**Texte extrait**
=-=-=-=-=

Boisrond-Canal (17 Juillet 1876-17 Juillet 1879)-Différend avec la France au sujet de l'emprunt Domingue-Incident Autran: difficultés avec l'Espagne au sujet de Cuba-Affaire Maunder-Réclamations Lazare et Pelletier-Attitude des Chambres-Leur opposition-Démission du Président.

Aprés le départ de Domingue l'administration du pays fut confiée à un gouvernement provisoire composé de Boisrond-Canal, Hyppolite, Louis Tanis ainé, Louis. Audain et Monbrun Arnoux. A ce gouvernement furent adjoints quatre Conseillers: H. Price aux Finances, Commerce et Relations Extérieures; Ovide Cameau à l'Intérieur; Morin Montasse à la Guerre; Thimogène Lafontant à la Justice, à l'Instruction Publique et aux Cultes. La Constitution de 1867 fut remise. en vigueur. L'Assemblée Nationale se réunit le 17 Juillet 1876 et élut Boisrond-Canal Président de la République pour quatre ans.

Le nouveau Chef d'Etat se trouva aux prises avec toutes sortes de difficultés causées par la politique. financière de son prédécesseur. Il fut particulièrement en butte au mauvais vouloir de la France qui, afin d'obtenir un réglement de l'emprunt dit Domingue, alla jusqu'à refuser de reconnaître officiellement son gouvernement. Pourtant l'on n'ignorait pas à Paris le honteux trafic auquel cet emprunt avait donné lieu; l'on savait au Quai d'Orsay que le peuple haïtien n'avait pas bénéficié des valeurs que l'on s'efforçait de mettre à sa charge.

=-=-=-=-=

**Consignes à suivre**
a) Recopiez intégralement le texte sur la présidence de Boisrond-Canal, sans y changer quoi que ce soit.
b) Réécrivez les enregistrements en remplaçant « wooden stake » par « wooden post », sans rien modifier d'autre. Commencez à la ligne qui contient « Target: excavated pit » et allez jusqu'à la fin des enregistrements.

=-=-=-=-=

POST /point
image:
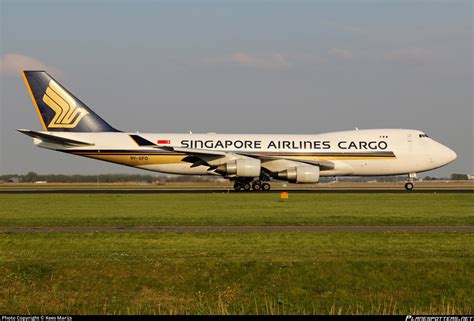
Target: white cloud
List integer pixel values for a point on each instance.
(408, 54)
(344, 28)
(13, 63)
(340, 53)
(275, 60)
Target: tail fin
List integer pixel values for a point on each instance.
(58, 109)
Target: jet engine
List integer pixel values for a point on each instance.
(300, 174)
(245, 167)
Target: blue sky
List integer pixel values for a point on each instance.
(241, 66)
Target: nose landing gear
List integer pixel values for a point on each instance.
(409, 185)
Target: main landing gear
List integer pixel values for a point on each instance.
(247, 185)
(409, 183)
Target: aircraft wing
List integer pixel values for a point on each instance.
(53, 139)
(202, 156)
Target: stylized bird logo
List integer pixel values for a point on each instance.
(68, 115)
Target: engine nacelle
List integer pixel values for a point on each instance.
(300, 174)
(245, 167)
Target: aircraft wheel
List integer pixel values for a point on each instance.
(257, 186)
(266, 187)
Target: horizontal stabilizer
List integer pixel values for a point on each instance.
(47, 138)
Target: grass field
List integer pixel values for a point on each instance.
(237, 272)
(236, 209)
(202, 273)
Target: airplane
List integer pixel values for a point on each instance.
(250, 161)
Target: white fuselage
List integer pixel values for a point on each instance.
(356, 152)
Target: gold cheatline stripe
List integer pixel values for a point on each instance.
(263, 155)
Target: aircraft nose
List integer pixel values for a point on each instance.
(451, 154)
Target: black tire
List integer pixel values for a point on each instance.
(257, 186)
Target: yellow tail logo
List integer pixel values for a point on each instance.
(68, 115)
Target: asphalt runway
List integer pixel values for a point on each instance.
(225, 191)
(208, 228)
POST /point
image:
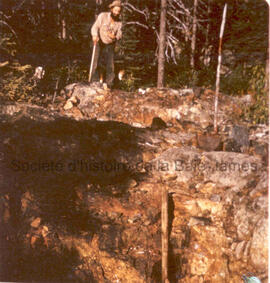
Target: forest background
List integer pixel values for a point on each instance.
(56, 36)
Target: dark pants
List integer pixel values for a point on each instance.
(104, 61)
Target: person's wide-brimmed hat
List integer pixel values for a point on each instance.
(115, 4)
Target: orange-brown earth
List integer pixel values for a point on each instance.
(81, 188)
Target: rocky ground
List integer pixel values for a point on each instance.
(81, 188)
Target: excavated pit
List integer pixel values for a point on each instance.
(81, 195)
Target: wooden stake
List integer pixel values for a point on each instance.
(218, 66)
(164, 231)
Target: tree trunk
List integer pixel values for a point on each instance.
(267, 67)
(194, 29)
(162, 42)
(206, 60)
(218, 67)
(62, 34)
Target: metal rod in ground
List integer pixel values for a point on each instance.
(56, 89)
(164, 233)
(218, 66)
(92, 63)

=-=-=-=-=

**Réponses par consigne**
a)
Boisrond-Canal (17 Juillet 1876-17 Juillet 1879)-Différend avec la France au sujet de l'emprunt Domingue-Incident Autran: difficultés avec l'Espagne au sujet de Cuba-Affaire Maunder-Réclamations Lazare et Pelletier-Attitude des Chambres-Leur opposition-Démission du Président.

Aprés le départ de Domingue l'administration du pays fut confiée à un gouvernement provisoire composé de Boisrond-Canal, Hyppolite, Louis Tanis ainé, Louis. Audain et Monbrun Arnoux. A ce gouvernement furent adjoints quatre Conseillers: H. Price aux Finances, Commerce et Relations Extérieures; Ovide Cameau à l'Intérieur; Morin Montasse à la Guerre; Thimogène Lafontant à la Justice, à l'Instruction Publique et aux Cultes. La Constitution de 1867 fut remise. en vigueur. L'Assemblée Nationale se réunit le 17 Juillet 1876 et élut Boisrond-Canal Président de la République pour quatre ans.

Le nouveau Chef d'Etat se trouva aux prises avec toutes sortes de difficultés causées par la politique. financière de son prédécesseur. Il fut particulièrement en butte au mauvais vouloir de la France qui, afin d'obtenir un réglement de l'emprunt dit Domingue, alla jusqu'à refuser de reconnaître officiellement son gouvernement. Pourtant l'on n'ignorait pas à Paris le honteux trafic auquel cet emprunt avait donné lieu; l'on savait au Quai d'Orsay que le peuple haïtien n'avait pas bénéficié des valeurs que l'on s'efforçait de mettre à sa charge.

b)
Target: excavated pit
List integer pixel values for a point on each instance.
(81, 195)
Target: wooden post
List integer pixel values for a point on each instance.
(218, 66)
(164, 231)
Target: tree trunk
List integer pixel values for a point on each instance.
(267, 67)
(194, 29)
(162, 42)
(206, 60)
(218, 67)
(62, 34)
Target: metal rod in ground
List integer pixel values for a point on each instance.
(56, 89)
(164, 233)
(218, 66)
(92, 63)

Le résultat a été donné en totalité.